EXTRACTED TEXT ▸

=-=-=

The issue of burnout and doctor mental health received widespread media coverage following the IMO conference, where it was estimated that one-third of doctors in hospitals were suffering from burnout.
Several factors contribute to this including: Workplace bullying, oversight and scrutiny, coupled with an increasing workload. Also, greater bureaucracy means that doctors were spending more time at the ‘screen’ than with their patients.
This was worrying as the “one thing that protects us in this maelstrom is patient contact”, said Dr Brophy.
Other factors include the immersion in human suffering, an ever-present part of a doctor’s work, as well as the “dread” of making mistakes. Debt is also a growing issue for doctors, who are borrowing to fund their medical education. This was particularly relevant to graduate entrants.
“Ironically the EWTD [European Working Time Directive] hasn’t necessarily improved job satisfaction in graduates,” said Dr Brophy. “There is a disruption to continuous patient care and seeing people through an episode of illness.”
While he stressed that he is not a supporter of long working hours, “the idea that we can pop in and pop out of medical care in a shift-work paradigm is not helpful to our mental or physical health”.

=-=-=

EXERCISE DATA ▸
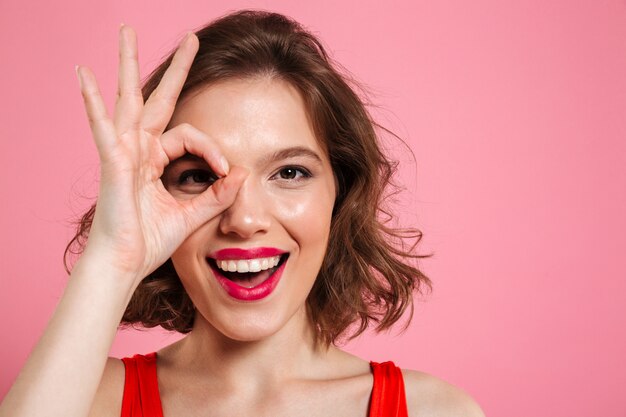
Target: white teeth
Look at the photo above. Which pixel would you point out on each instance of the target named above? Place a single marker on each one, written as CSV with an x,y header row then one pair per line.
x,y
248,265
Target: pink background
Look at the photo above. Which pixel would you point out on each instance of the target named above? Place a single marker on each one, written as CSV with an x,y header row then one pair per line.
x,y
516,112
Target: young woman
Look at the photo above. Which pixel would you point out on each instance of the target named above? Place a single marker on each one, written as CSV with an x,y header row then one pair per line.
x,y
240,202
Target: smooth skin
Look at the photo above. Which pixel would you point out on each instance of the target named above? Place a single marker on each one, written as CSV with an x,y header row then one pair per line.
x,y
144,217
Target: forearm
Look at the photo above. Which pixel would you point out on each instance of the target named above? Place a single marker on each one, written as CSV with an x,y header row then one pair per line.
x,y
64,369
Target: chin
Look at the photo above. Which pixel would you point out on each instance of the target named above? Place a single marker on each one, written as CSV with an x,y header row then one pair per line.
x,y
242,327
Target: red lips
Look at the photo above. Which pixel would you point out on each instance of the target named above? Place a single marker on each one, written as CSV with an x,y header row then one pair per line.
x,y
257,292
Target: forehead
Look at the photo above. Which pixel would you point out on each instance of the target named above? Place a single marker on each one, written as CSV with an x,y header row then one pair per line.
x,y
252,114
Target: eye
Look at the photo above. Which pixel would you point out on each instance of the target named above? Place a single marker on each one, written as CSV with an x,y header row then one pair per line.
x,y
292,173
196,177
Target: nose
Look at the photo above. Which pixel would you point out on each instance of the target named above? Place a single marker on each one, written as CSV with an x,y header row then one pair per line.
x,y
248,215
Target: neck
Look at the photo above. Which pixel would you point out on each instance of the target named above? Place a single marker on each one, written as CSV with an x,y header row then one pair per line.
x,y
292,352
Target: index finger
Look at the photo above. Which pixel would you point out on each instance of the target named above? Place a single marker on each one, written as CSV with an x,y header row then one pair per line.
x,y
160,105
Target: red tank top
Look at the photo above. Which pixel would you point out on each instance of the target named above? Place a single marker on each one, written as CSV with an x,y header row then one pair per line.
x,y
141,390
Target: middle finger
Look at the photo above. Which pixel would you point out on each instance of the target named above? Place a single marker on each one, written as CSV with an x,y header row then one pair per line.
x,y
160,105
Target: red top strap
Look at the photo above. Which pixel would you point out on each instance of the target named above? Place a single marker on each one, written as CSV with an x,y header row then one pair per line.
x,y
142,399
141,388
388,397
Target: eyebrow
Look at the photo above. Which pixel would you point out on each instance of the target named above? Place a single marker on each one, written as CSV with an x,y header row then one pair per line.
x,y
296,151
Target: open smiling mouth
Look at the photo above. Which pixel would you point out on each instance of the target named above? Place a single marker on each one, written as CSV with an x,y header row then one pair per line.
x,y
249,279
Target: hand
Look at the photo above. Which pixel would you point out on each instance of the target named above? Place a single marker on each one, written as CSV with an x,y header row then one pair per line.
x,y
137,223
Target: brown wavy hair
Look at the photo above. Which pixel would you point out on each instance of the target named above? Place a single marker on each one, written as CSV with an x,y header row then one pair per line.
x,y
369,273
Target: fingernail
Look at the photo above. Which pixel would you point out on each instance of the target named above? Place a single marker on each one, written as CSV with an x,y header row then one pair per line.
x,y
225,166
80,81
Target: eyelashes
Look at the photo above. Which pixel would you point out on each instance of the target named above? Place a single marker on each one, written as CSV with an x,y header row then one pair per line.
x,y
292,173
196,180
196,176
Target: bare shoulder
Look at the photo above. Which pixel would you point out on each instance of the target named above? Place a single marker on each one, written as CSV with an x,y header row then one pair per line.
x,y
428,396
108,400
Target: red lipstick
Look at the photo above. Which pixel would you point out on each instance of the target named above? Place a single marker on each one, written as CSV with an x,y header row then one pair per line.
x,y
238,253
257,292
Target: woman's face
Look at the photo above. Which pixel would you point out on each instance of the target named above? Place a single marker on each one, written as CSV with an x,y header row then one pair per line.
x,y
282,213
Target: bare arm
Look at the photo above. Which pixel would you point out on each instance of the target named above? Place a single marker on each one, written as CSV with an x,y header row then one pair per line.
x,y
137,226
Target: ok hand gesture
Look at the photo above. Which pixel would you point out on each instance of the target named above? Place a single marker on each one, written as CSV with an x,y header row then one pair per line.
x,y
137,223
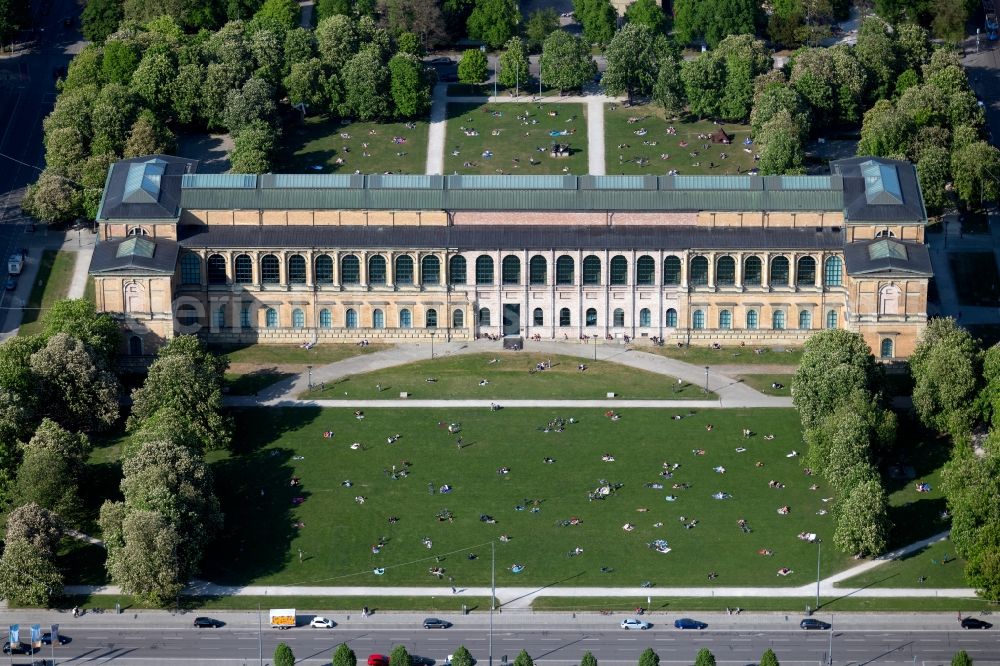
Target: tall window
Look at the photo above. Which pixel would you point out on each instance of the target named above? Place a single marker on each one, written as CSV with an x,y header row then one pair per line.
x,y
699,271
538,270
564,269
484,269
270,269
672,271
779,272
725,271
752,271
216,269
456,270
807,272
645,270
376,269
244,269
698,320
430,270
591,270
832,271
324,269
510,270
190,268
404,270
619,270
350,270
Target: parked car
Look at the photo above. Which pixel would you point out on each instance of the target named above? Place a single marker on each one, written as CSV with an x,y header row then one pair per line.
x,y
688,623
813,623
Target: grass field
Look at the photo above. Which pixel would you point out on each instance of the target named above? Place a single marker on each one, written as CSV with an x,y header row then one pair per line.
x,y
321,141
265,530
512,376
519,143
643,146
51,284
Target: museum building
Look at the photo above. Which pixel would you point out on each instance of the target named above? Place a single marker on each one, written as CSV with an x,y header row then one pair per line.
x,y
295,258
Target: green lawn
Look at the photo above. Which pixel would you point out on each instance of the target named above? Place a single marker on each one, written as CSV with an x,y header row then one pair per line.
x,y
51,284
517,135
643,145
265,529
514,375
320,141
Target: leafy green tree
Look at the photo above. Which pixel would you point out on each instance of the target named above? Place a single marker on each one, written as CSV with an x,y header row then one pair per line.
x,y
566,62
472,67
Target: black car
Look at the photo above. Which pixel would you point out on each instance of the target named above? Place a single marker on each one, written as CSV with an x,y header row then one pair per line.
x,y
813,623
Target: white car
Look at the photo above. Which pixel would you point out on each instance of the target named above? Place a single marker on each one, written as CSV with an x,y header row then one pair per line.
x,y
632,623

=-=-=

WHAT TO DO ▸
(A) Answer these questions using the text on doctor burnout:
(i) What share of doctors in hospitals was estimated to be suffering from burnout?
(ii) What did Dr Brophy say is the one thing that protects doctors "in this maelstrom"?
(iii) Which group of doctors is debt described as particularly relevant to?
(B) Continue the text on doctor burnout, starting after its final sentence.

RESULTS FOR THE EXERCISE ▸
(A)
(i) One-third.
(ii) Patient contact.
(iii) Graduate entrants.

(B)
Doctors also have a number of occupation-specific hazards and doctors at job-transition points are especially exposed to risk. Authors have found that most resident suicides took place during the months of July to September and January to March
Career progression obstacles can also trap doctors in unhealthy working environments “because people get into a sense of jeopardy and they tolerate and take on more stress”. Many doctors are also very pessimistic of recovery, particularly non-psychiatrists.
Furthermore, complaints to the Medical Council or employers can take the joy from medicine and as doctors are very judgemental of themselves, complaints can cause doctors to shut down their emotional availability. It can also lead to avoiding patients “which is the worst thing for us to do”, said Dr Brophy.
“It is in everyone’s interest that these doctors are dealt with compassionately and receive the appropriate support because burnt-out, unhappy, depressed, and compassion-depleted doctors make more mistakes.”
This, unfortunately, can lead to a situation of multiple jeopardy where the physician is being investigated by multiple bodies. Even when resolved, the stigma of complaint can linger a long time.
The UK GMC reported that there were 28 doctor suicides over eight years before the fitness to practise committees, which caused a reform in GMC procedures.
“And we have begun an important discussion under my auspices in NOSP. We’re speaking to the Medical Council, Dental Council and the pharmacy regulator, to try and ensure that investigator processes here meet high and compassionate standards of care for those subject to that.”
Contrary to public opinion, doctors are no more or, no less likely to suffer from depression, anxiety and substance misuse “but sleep deprivation particularly for young trainee doctors is a big driver of mood dysregulation. Depression in high-functioning people is often well-masked and compensated for”.
This means that as doctors are “masters of disguise” when they do reach out for help it is generally in extremis.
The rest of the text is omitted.